Photo-based referring expression data:
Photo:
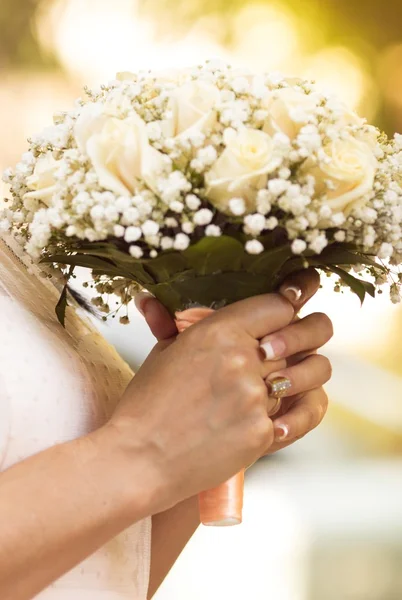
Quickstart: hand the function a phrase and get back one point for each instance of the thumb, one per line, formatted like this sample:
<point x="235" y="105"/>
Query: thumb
<point x="156" y="315"/>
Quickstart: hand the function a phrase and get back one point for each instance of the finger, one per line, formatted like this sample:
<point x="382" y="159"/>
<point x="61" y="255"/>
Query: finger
<point x="300" y="287"/>
<point x="311" y="373"/>
<point x="309" y="333"/>
<point x="305" y="415"/>
<point x="156" y="315"/>
<point x="257" y="316"/>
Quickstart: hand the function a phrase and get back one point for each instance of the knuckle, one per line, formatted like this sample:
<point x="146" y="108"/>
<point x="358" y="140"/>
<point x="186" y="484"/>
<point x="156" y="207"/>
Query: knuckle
<point x="261" y="435"/>
<point x="323" y="406"/>
<point x="216" y="330"/>
<point x="255" y="394"/>
<point x="236" y="359"/>
<point x="326" y="368"/>
<point x="325" y="325"/>
<point x="283" y="305"/>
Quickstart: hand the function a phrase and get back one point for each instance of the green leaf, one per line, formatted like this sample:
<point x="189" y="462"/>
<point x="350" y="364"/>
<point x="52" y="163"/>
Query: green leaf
<point x="268" y="263"/>
<point x="339" y="255"/>
<point x="215" y="290"/>
<point x="358" y="286"/>
<point x="61" y="307"/>
<point x="215" y="255"/>
<point x="131" y="270"/>
<point x="166" y="266"/>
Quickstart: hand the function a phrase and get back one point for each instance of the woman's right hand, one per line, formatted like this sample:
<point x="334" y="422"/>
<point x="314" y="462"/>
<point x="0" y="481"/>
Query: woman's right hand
<point x="197" y="411"/>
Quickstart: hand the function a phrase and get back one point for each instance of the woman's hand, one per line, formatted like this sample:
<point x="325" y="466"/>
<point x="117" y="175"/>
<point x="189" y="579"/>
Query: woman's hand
<point x="290" y="352"/>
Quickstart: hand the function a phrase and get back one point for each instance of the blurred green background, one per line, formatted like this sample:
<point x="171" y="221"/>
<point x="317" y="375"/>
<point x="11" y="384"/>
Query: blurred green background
<point x="324" y="518"/>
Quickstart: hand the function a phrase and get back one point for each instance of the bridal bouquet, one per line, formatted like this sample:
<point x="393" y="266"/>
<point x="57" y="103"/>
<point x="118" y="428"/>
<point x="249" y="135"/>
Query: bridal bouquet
<point x="209" y="185"/>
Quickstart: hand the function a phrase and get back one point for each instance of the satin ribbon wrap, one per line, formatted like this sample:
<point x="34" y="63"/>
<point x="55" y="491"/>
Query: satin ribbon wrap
<point x="223" y="505"/>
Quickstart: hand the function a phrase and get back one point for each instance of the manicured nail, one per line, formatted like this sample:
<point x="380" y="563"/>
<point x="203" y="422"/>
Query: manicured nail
<point x="273" y="348"/>
<point x="140" y="301"/>
<point x="293" y="293"/>
<point x="281" y="432"/>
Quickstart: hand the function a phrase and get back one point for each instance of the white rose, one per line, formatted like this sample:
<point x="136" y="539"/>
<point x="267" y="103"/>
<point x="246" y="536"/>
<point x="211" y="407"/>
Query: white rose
<point x="242" y="169"/>
<point x="350" y="173"/>
<point x="119" y="150"/>
<point x="43" y="181"/>
<point x="193" y="108"/>
<point x="289" y="110"/>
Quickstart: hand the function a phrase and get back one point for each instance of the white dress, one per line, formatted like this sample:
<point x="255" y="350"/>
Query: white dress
<point x="55" y="385"/>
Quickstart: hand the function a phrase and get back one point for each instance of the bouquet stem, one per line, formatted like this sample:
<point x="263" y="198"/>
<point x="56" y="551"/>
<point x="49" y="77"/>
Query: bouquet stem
<point x="222" y="506"/>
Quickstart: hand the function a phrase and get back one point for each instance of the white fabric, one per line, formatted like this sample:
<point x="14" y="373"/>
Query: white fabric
<point x="55" y="385"/>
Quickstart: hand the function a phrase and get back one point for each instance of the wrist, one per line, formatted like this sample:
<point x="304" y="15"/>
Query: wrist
<point x="131" y="475"/>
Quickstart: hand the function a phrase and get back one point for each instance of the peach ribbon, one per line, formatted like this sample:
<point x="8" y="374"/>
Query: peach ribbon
<point x="223" y="505"/>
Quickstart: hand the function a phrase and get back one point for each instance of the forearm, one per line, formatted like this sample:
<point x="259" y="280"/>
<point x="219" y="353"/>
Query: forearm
<point x="171" y="531"/>
<point x="59" y="507"/>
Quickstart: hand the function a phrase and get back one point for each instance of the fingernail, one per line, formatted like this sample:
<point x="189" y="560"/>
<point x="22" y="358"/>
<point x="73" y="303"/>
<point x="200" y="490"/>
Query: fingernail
<point x="281" y="432"/>
<point x="273" y="348"/>
<point x="292" y="293"/>
<point x="141" y="300"/>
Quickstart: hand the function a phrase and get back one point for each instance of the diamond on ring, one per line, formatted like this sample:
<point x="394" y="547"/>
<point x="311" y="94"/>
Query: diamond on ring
<point x="279" y="387"/>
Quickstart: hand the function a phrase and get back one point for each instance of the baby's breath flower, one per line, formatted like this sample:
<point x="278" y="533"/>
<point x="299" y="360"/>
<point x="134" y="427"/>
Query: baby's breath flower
<point x="181" y="242"/>
<point x="213" y="231"/>
<point x="136" y="251"/>
<point x="254" y="224"/>
<point x="386" y="250"/>
<point x="188" y="227"/>
<point x="203" y="216"/>
<point x="132" y="234"/>
<point x="119" y="231"/>
<point x="271" y="223"/>
<point x="215" y="150"/>
<point x="319" y="243"/>
<point x="298" y="246"/>
<point x="166" y="243"/>
<point x="150" y="227"/>
<point x="254" y="247"/>
<point x="237" y="206"/>
<point x="193" y="202"/>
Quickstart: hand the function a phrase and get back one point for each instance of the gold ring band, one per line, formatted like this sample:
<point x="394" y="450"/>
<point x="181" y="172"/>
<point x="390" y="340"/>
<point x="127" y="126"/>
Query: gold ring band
<point x="275" y="408"/>
<point x="279" y="387"/>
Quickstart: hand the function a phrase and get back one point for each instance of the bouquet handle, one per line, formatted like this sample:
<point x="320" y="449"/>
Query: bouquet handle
<point x="221" y="506"/>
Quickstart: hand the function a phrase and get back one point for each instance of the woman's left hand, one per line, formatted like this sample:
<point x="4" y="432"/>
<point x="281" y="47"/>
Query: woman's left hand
<point x="290" y="353"/>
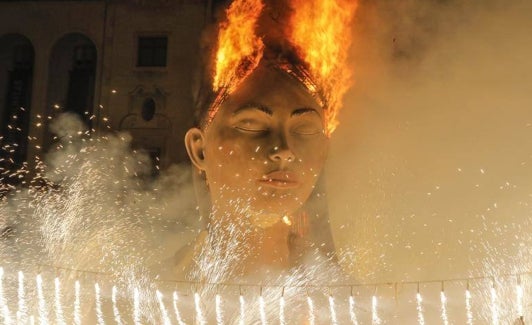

◆ Requirement ◆
The expected output is every entry above, character for character, with no pictures.

◆ Expected answer ◆
Photo:
Quickstart: hand the function a phrase and get back one point for each instance of the thumb, one per line, formatted like this sample:
<point x="235" y="105"/>
Query: thumb
<point x="156" y="315"/>
Quickstart: hand the function a phrase and get back one point for each instance of the finger, one per line, formatted like this sample:
<point x="382" y="159"/>
<point x="61" y="255"/>
Query: finger
<point x="300" y="287"/>
<point x="311" y="373"/>
<point x="309" y="333"/>
<point x="305" y="415"/>
<point x="156" y="315"/>
<point x="257" y="316"/>
Quickstart: hand the function a phrase and get back one point for each instance of the knuckle, one per line, formatted like this sample:
<point x="146" y="108"/>
<point x="358" y="140"/>
<point x="186" y="484"/>
<point x="156" y="207"/>
Query: knuckle
<point x="261" y="435"/>
<point x="323" y="406"/>
<point x="216" y="330"/>
<point x="255" y="394"/>
<point x="236" y="359"/>
<point x="326" y="368"/>
<point x="325" y="325"/>
<point x="283" y="305"/>
Quickstart: hand the function a phrase and get back one point for each instance of the green leaf, one per line, formatted like this sample:
<point x="189" y="462"/>
<point x="350" y="364"/>
<point x="52" y="163"/>
Query: green leaf
<point x="268" y="263"/>
<point x="339" y="255"/>
<point x="215" y="290"/>
<point x="358" y="286"/>
<point x="61" y="307"/>
<point x="215" y="255"/>
<point x="131" y="270"/>
<point x="166" y="266"/>
Quickstart: hand the function a phrase and get back one point for each instance of the woman's right hand, one per line, formatted like this sample:
<point x="334" y="422"/>
<point x="314" y="462"/>
<point x="0" y="481"/>
Query: woman's right hand
<point x="197" y="411"/>
Quickstart: hand the function a phrase and get back one point for each instance of the woman's hand, one per line, formatted like this sample:
<point x="325" y="466"/>
<point x="117" y="175"/>
<point x="189" y="579"/>
Query: woman's hand
<point x="290" y="352"/>
Quickstart: hand the function a phrase and get back one point for each instance of the blurred green background, one per line, formatted like this sample:
<point x="171" y="221"/>
<point x="317" y="375"/>
<point x="11" y="384"/>
Query: blurred green background
<point x="324" y="518"/>
Quickstart: hand the function a phrase and get back one point for each instance of the bridal bouquet, one per line, formatted like this sample:
<point x="393" y="266"/>
<point x="57" y="103"/>
<point x="118" y="428"/>
<point x="249" y="135"/>
Query: bridal bouquet
<point x="209" y="185"/>
Quickstart: hand the function a phrase and get back one point for each instance of the satin ribbon wrap, one per line, formatted like this sample:
<point x="34" y="63"/>
<point x="55" y="491"/>
Query: satin ribbon wrap
<point x="223" y="505"/>
Quickstart: hand the function a phrase and get back one point for each instance of the manicured nail, one per line, formatted like this sample:
<point x="380" y="563"/>
<point x="203" y="422"/>
Query: manicured nail
<point x="273" y="348"/>
<point x="140" y="301"/>
<point x="293" y="293"/>
<point x="281" y="432"/>
Quickstart: hand the function a phrase and get back one point for each instance of the white rose, one per line, formatted like this sample:
<point x="136" y="539"/>
<point x="267" y="103"/>
<point x="246" y="536"/>
<point x="211" y="407"/>
Query: white rose
<point x="242" y="169"/>
<point x="350" y="173"/>
<point x="119" y="150"/>
<point x="43" y="181"/>
<point x="193" y="108"/>
<point x="289" y="110"/>
Quickstart: hand the function a phrase and get back one point for each instance of the white dress, one per line, formatted like this sample:
<point x="255" y="350"/>
Query: white dress
<point x="55" y="385"/>
Quickstart: hand the function a phrase and get back one point for each instance of the bouquet stem, one per line, formatted like this sample:
<point x="263" y="198"/>
<point x="56" y="551"/>
<point x="49" y="77"/>
Query: bouquet stem
<point x="222" y="506"/>
Quickstart: hand the function a phrase and get back one point for each instance of the white fabric, one per line, formatted like this sample:
<point x="14" y="373"/>
Query: white fabric
<point x="55" y="385"/>
Quickstart: hand the function a phrase and get back one point for each instance of the wrist, one per line, formatted like this sample:
<point x="304" y="15"/>
Query: wrist
<point x="131" y="475"/>
Quickstart: hand the function a phrase and get back one point for each instance of the peach ribbon, one per line, formatted like this sample:
<point x="8" y="374"/>
Query: peach ribbon
<point x="223" y="505"/>
Quickstart: hand the function a phrase and get back one point for each instance of the forearm, one per line, formatted like this sample:
<point x="259" y="280"/>
<point x="219" y="353"/>
Query: forearm
<point x="171" y="531"/>
<point x="59" y="507"/>
Quickstart: hand the function a phrase and get back one point for each instance of the fingernail, one per line, formatted like this sample:
<point x="189" y="560"/>
<point x="22" y="358"/>
<point x="73" y="303"/>
<point x="200" y="490"/>
Query: fingernail
<point x="281" y="432"/>
<point x="273" y="348"/>
<point x="292" y="293"/>
<point x="141" y="300"/>
Quickstart: hand the function a phrase and get back one point for each instance of the diamond on ring, one per line, formatted like this sample:
<point x="394" y="547"/>
<point x="311" y="94"/>
Query: diamond on ring
<point x="279" y="387"/>
Quickstart: hand the function a phrase and get back one point for each instance of the baby's breath flower, one per line, formatted like this sample:
<point x="278" y="533"/>
<point x="299" y="360"/>
<point x="134" y="427"/>
Query: baby's breath flower
<point x="181" y="242"/>
<point x="213" y="231"/>
<point x="136" y="251"/>
<point x="254" y="224"/>
<point x="386" y="250"/>
<point x="188" y="227"/>
<point x="203" y="216"/>
<point x="132" y="234"/>
<point x="119" y="231"/>
<point x="271" y="223"/>
<point x="215" y="150"/>
<point x="319" y="243"/>
<point x="298" y="246"/>
<point x="166" y="243"/>
<point x="150" y="227"/>
<point x="254" y="247"/>
<point x="237" y="206"/>
<point x="193" y="202"/>
Quickstart: hand the function a phrase and get back one point for each instance of the gold ring band, one per line, formatted like this sample:
<point x="394" y="450"/>
<point x="181" y="172"/>
<point x="390" y="340"/>
<point x="127" y="126"/>
Query: gold ring band
<point x="275" y="408"/>
<point x="279" y="387"/>
Quickstart: hand the function a phrase and get back one point for each instance of the bouquet handle, one per line, formatted like this sample:
<point x="320" y="449"/>
Query: bouquet handle
<point x="221" y="506"/>
Quickstart: hand the function a phrase and get back one point for each instance of the woman's left hand, one per line, formatted like this sample:
<point x="4" y="432"/>
<point x="281" y="47"/>
Query: woman's left hand
<point x="290" y="353"/>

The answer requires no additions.